● **Work to complete**
A. According to the article on media coverage of secondhand-smoke stories, how many pages long was Judge William Osteen's ruling?
B. Pick up the article on media coverage of secondhand-smoke stories after its last sentence and write the next paragraph.

** Text block follows **

Brill's Gags On Media's Secondhand-Smoke Stories

0 Comments | Insight on the News, Dec 21, 1998 | by John Elvin

Well, here's another news story that probably won't make the cut in the elite media. It's headlined "Warning: Secondhand Smoke May Not Kill You," and comes courtesy of the often tedious but occasionally on-target new media-monitoring magazine, Brill's Content. The story analyzes a 93-page ruling by federal Judge William Osteen throwing out the Environmental Protection Agency's, or EPA's claims about secondhand tobacco smoke as a cause of cancer. Osteen found that the EPA had "publicly committed to a conclusion before research had begun" and "adjusted established procedure and scientific norms to validate the agency's public conclusion...." In the wake of the ruling, editorialists and activists launched a frenzy of attacks on the judge's credibility.

** End of Text block **
** Input data follows **

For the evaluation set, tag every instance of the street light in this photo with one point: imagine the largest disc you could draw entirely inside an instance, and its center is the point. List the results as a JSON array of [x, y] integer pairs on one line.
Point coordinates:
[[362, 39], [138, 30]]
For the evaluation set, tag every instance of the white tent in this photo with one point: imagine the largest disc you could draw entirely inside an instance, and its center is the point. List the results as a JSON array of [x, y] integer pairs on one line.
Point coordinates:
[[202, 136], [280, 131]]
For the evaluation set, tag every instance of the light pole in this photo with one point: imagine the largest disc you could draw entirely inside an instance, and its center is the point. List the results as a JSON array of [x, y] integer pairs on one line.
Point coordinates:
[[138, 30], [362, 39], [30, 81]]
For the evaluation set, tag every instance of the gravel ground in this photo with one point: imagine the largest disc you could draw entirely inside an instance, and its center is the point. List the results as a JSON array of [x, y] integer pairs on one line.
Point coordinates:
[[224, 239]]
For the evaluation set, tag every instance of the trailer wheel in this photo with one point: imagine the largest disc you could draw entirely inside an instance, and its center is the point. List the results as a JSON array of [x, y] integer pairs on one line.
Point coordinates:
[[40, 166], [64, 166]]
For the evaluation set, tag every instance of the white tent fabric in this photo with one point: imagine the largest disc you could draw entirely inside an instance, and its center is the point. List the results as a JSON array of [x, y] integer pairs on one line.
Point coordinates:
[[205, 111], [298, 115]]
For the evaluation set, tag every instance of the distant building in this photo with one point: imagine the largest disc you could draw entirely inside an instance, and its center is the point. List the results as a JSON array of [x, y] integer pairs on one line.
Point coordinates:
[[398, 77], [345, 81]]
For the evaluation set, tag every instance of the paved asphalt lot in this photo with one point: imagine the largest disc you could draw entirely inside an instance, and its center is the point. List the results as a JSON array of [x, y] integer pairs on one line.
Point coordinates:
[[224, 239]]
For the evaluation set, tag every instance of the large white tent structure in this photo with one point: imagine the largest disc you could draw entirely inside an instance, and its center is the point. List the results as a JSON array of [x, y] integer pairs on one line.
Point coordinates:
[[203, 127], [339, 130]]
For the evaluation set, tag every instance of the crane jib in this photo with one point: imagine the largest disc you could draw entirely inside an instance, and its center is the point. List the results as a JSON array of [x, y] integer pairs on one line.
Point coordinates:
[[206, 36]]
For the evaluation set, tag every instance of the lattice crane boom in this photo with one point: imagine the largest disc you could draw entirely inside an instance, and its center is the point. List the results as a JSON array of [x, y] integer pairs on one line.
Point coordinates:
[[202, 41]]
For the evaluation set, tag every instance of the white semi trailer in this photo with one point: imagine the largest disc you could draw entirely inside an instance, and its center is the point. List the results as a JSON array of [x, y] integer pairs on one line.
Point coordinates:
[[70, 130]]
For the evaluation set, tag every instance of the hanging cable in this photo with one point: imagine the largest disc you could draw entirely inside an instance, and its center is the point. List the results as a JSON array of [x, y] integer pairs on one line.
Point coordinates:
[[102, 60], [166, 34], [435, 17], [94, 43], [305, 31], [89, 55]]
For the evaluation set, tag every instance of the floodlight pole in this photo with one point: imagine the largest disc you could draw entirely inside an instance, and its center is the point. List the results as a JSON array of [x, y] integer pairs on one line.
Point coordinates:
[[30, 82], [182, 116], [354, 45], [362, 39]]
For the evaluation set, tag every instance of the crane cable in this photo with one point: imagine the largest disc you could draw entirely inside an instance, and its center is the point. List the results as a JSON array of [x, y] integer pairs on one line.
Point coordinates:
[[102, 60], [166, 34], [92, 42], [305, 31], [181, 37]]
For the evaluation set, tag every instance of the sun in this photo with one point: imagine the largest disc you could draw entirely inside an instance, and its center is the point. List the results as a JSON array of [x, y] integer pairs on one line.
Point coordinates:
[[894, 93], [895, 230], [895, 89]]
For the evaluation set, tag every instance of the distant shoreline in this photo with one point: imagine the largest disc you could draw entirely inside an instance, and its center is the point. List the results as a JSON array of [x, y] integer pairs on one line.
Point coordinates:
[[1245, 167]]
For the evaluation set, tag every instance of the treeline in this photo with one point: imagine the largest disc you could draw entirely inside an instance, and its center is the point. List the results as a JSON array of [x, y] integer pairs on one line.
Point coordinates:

** End of Input data **

● **Answers to each task**
A. 93 pages

B.
The media, the activist-oriented Brill's found, "shouldn't have been shocked by the judge's criticisms" of EPA's findings as bad science. Most journalists, the magazine found, simply "took what they were given" on the subject by antitobacco activists. Stories just parroted findings that "Secondhand tobacco smoke causes lung cancer that kills an estimated 3,000 non-smokers a year," to cite a New York Times report on the EPA's study. To be fair to Brill's the publication didn't stray too far from the politically correct line in its article, submitting that the media almost could be forgiven for accepting the bogus EPA findings due to the tobacco firms' "reputation for dishonesty."